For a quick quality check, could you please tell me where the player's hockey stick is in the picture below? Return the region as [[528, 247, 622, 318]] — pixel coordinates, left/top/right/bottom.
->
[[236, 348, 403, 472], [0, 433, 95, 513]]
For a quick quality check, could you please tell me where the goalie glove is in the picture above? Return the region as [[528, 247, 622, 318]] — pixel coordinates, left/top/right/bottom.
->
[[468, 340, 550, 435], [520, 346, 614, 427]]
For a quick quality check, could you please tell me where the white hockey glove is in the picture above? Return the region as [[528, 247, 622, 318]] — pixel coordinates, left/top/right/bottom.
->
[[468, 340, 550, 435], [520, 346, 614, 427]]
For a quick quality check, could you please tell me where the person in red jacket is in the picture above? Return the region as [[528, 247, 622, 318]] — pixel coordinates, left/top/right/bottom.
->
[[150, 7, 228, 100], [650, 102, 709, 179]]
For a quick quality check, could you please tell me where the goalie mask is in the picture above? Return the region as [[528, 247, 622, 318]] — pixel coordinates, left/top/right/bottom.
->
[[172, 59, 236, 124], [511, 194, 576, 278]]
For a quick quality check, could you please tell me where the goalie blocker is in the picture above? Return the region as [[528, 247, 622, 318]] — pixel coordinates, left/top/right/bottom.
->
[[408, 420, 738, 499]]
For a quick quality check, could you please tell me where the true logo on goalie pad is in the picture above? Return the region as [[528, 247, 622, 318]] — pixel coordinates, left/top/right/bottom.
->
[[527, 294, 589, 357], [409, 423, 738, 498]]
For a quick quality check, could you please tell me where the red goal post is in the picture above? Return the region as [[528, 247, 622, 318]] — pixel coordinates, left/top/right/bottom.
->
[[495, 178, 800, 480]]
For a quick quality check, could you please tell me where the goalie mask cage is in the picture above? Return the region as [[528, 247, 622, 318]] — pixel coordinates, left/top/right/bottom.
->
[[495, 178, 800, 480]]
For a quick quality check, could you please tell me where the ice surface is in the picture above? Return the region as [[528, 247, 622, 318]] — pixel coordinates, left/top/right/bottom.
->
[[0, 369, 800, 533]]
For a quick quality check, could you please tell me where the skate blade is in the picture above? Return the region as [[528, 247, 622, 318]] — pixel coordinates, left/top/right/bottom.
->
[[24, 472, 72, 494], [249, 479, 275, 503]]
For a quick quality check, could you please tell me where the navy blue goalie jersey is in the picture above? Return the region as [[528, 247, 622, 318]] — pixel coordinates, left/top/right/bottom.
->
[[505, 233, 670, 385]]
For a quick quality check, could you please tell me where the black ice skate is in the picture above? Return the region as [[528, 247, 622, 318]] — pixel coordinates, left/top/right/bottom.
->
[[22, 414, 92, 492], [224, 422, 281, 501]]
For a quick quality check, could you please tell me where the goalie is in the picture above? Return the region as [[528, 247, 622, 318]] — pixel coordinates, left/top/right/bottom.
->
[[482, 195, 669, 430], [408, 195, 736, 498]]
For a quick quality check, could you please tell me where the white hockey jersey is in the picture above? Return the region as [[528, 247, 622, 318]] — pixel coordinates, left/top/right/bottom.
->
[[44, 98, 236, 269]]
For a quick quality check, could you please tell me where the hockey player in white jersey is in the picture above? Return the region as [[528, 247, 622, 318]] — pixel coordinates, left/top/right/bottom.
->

* _OBJECTIVE_
Rewrite every one of the entries above, substituting "rapid accuracy review" for each occurrence of "quick quality check" and leaving everything else unchanged.

* _COMPLETE OUTPUT_
For a rapid accuracy review, could you please tell me where the player's hockey stick is in the picture below? Return the region as [[528, 247, 622, 318]] — pixel coordinates, left/top/right/bottom.
->
[[236, 348, 403, 472], [0, 433, 95, 513]]
For a rapid accuracy review, could you please tell me where the goalie glove is in the picture above? Return the region as [[528, 247, 622, 318]] — pixel coordinates, left/top/right/bottom.
->
[[468, 340, 550, 435], [520, 346, 614, 427]]
For a rapid accuracy review, could you please tell me where the white hockey glove is in the picture above? Return the region as [[528, 247, 622, 318]] — pixel coordinates, left/top/right/bottom.
->
[[468, 340, 550, 435], [520, 346, 614, 427]]
For a rapid accuracy review, could you please tell me where the person in red jacket is in the picture above? Return the region as [[528, 247, 622, 318]] — pixel coordinates, left/top/right/bottom.
->
[[150, 7, 228, 100], [650, 102, 709, 179]]
For a rapid accuracy review, could you please tell me where the goalie mask is in the picture above? Return the region as [[528, 247, 622, 318]] — pixel coordinates, left/top/right/bottom.
->
[[172, 59, 236, 124], [511, 194, 576, 278]]
For a rapid accuracy review, could you please tell me where the goalie blocker is in the picture above? Return the region as [[528, 247, 622, 318]] — pixel coordinates, left/top/right/bottom.
->
[[408, 420, 738, 499]]
For a rapid accuracy review, could you please tell me where the true logo on goalie pad is in the picture above? Return the region as [[528, 247, 622, 318]] — pixel coordinates, left/top/right/bottom.
->
[[527, 294, 589, 357], [409, 423, 738, 498]]
For a rapid accuracy review, could you please tell me where the red goal post is in the picture above? Return the region as [[528, 247, 622, 318]] — pixel coordinates, left/top/right/bottom.
->
[[495, 178, 800, 480]]
For a rapid accuracy review, could you please tell me where the goalie mask cage is in the picture above? Return the region as [[528, 247, 622, 318]] — pixel coordinates, left/top/right/bottom.
->
[[495, 178, 800, 480]]
For a rapid accuracy review, could you please tell me where the ice surface is in the picture above? Return the region as [[528, 247, 622, 318]] — pixel coordinates, left/top/right/bottom.
->
[[0, 369, 800, 533]]
For a rapid accuracy review, could you please tell me where the skate blade is in the picture above? Return the region as [[528, 247, 622, 318]] — pixel coordinates, left/top/right/bottom.
->
[[24, 472, 72, 494], [249, 479, 275, 503]]
For a rapid accuracy review, could you please tell me where the navy blue goalie jersey is in the picture above? Return the region as [[528, 247, 622, 318]] — pixel coordinates, left/top/right/bottom.
->
[[505, 233, 670, 385]]
For a rapid accuracy review, could you please tell me where the black ice skate is in the picture above? Return the region as [[528, 247, 622, 318]] — pixel coordinates, left/top/right/bottom.
->
[[22, 414, 92, 492], [224, 422, 281, 501]]
For a rapid accuracy review, could you please tell me where the goalie is in the picture above? Return the region as [[528, 247, 622, 318]] — pixel coordinates, left/top/right/bottom.
->
[[482, 195, 669, 430], [408, 195, 736, 498]]
For a rapid accuracy review, could you please tell me where the white hockey jersey is in the picture above? Return the region as [[528, 247, 622, 318]] — pixel coordinates, left/top/right/bottom.
->
[[44, 98, 236, 269]]
For a rapid accuracy review, could you please tell me where the hockey player in white jersey is in the picture above? Return the region as [[528, 247, 622, 318]] — pixel coordinates, left/top/right/bottom.
->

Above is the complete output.